### Required action
Return all of the entries exactly, but do not include the pictures.

### Data for analysis

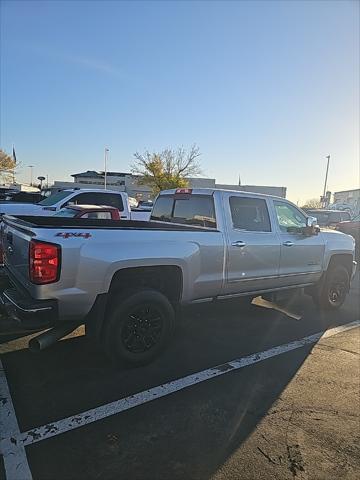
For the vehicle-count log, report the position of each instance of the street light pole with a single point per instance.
(31, 167)
(327, 171)
(105, 166)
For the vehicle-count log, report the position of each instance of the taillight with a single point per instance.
(44, 262)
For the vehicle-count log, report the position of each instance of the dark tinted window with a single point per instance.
(91, 198)
(334, 217)
(188, 209)
(195, 210)
(290, 218)
(250, 214)
(163, 208)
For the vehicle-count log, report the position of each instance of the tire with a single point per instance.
(331, 294)
(138, 327)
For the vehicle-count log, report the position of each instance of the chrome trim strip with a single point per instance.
(26, 310)
(258, 292)
(270, 277)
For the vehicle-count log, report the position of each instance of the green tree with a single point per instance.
(312, 203)
(7, 167)
(166, 169)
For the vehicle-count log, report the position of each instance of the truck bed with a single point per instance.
(30, 221)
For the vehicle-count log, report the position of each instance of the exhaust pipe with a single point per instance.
(50, 337)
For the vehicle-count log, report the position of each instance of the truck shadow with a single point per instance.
(190, 434)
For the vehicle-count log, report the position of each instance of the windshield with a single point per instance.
(66, 212)
(321, 217)
(54, 198)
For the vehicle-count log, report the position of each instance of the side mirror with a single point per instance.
(311, 222)
(312, 228)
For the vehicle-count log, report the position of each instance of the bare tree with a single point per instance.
(7, 167)
(167, 169)
(312, 203)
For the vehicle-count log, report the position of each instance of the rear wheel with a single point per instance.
(331, 294)
(139, 327)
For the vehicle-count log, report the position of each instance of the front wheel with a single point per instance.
(139, 326)
(331, 294)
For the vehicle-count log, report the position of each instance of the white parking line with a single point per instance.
(12, 442)
(61, 426)
(15, 461)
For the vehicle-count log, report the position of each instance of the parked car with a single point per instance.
(55, 202)
(145, 205)
(24, 197)
(329, 218)
(352, 227)
(100, 212)
(124, 280)
(4, 191)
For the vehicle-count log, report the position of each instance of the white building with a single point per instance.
(350, 198)
(127, 182)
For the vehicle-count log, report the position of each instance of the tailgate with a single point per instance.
(15, 241)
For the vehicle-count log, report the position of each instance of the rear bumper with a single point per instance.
(26, 312)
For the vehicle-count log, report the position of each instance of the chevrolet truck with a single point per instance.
(124, 280)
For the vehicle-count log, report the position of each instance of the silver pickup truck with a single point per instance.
(125, 280)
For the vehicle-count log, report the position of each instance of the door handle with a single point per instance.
(288, 243)
(238, 243)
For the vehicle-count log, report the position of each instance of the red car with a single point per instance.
(100, 212)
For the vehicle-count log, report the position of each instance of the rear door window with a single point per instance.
(92, 198)
(334, 217)
(185, 209)
(250, 214)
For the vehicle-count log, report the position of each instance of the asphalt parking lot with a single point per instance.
(287, 407)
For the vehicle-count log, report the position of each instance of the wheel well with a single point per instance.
(167, 279)
(343, 259)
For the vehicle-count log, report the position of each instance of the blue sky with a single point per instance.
(265, 89)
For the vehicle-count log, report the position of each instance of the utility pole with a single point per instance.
(327, 171)
(105, 165)
(31, 167)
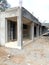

### Solution to this problem
For the vehicle-count log, report the position of each instance of the street light pole with a single point per instance.
(31, 167)
(327, 171)
(105, 166)
For the vehicle-count log, report the position of each instance of the taillight with a single point per instance.
(44, 262)
For the vehicle-count log, report the position of each instance of the dark tinted window with a single point per instance.
(91, 198)
(334, 217)
(188, 209)
(195, 210)
(290, 218)
(250, 214)
(163, 208)
For the vehicle-count log, report the position of each instance of the tire with a single point per instance.
(331, 294)
(138, 327)
For the vehicle-count log, report the position of each instance of the chrome trim strip with a single point per instance.
(26, 310)
(258, 292)
(270, 277)
For the vehicle-count log, report the position of each instance of the green tree with a single point per instance.
(312, 203)
(7, 167)
(166, 169)
For the vehicle-count log, report the position of each instance of the truck bed with a single point per instance.
(30, 221)
For the vehicle-count log, report the position of each instance of the exhaust pipe with a single point per instance.
(50, 337)
For the vehicle-count log, report the position of each instance of the truck shadow with a single point per instance.
(190, 434)
For the vehicle-count log, report the position of each instance of the windshield with a single point per instance.
(66, 212)
(321, 217)
(54, 198)
For the vehicle-count log, report the position of each instance of the side mirror with a single point per instance.
(311, 222)
(312, 228)
For the vehicle-count log, report the position of each instance of the bare tree with a single point per instance.
(7, 167)
(167, 169)
(312, 203)
For the vehicle-count log, report the position of each instance of the rear wheel with a single point per instance.
(331, 294)
(139, 327)
For the vehicle-count log, report the position of each instance of the front wheel with a single point per instance.
(139, 326)
(331, 294)
For the vehicle-count log, report the position of each instance of the white parking line with a single point per instance.
(12, 442)
(61, 426)
(15, 461)
For the vehicle-count log, report the position of each instance of the parked car with a single point per instance.
(55, 202)
(145, 205)
(24, 197)
(329, 218)
(352, 227)
(100, 212)
(124, 280)
(4, 191)
For the vehicle-count log, report the position of each instance of the white building with a single point per instance.
(350, 198)
(127, 182)
For the vehicle-count log, report the position of each instance of the tailgate with a single point per instance.
(15, 241)
For the vehicle-count log, report the position of each instance of the rear bumper with a single point per instance.
(26, 312)
For the vehicle-count log, report the position of each instance of the chevrolet truck with a single point per instance.
(124, 280)
For the vehicle-count log, report the position of each instance of the silver pickup truck with a single point per instance.
(125, 280)
For the vehicle-count log, report the position of each instance of the door handle with a single point per instance.
(288, 243)
(238, 243)
For the vehicle-count log, report the position of each instance of the red car with a single point per instance.
(100, 212)
For the vehicle-count log, report the position of each instance of the rear door window with a single point per instance.
(92, 198)
(334, 217)
(185, 209)
(250, 214)
For the vehicle-count log, report the position of each instance of the asphalt parking lot with a single point per instance.
(287, 407)
For the vehicle-count log, report the position of each instance of the wheel well with a single point per instance.
(167, 279)
(343, 259)
For the vehicle-count log, report the position of each instance of the blue sky with a single point per instance.
(265, 89)
For the vehicle-count log, report the position of each instance of the utility pole with a single point per instance.
(327, 171)
(105, 165)
(31, 167)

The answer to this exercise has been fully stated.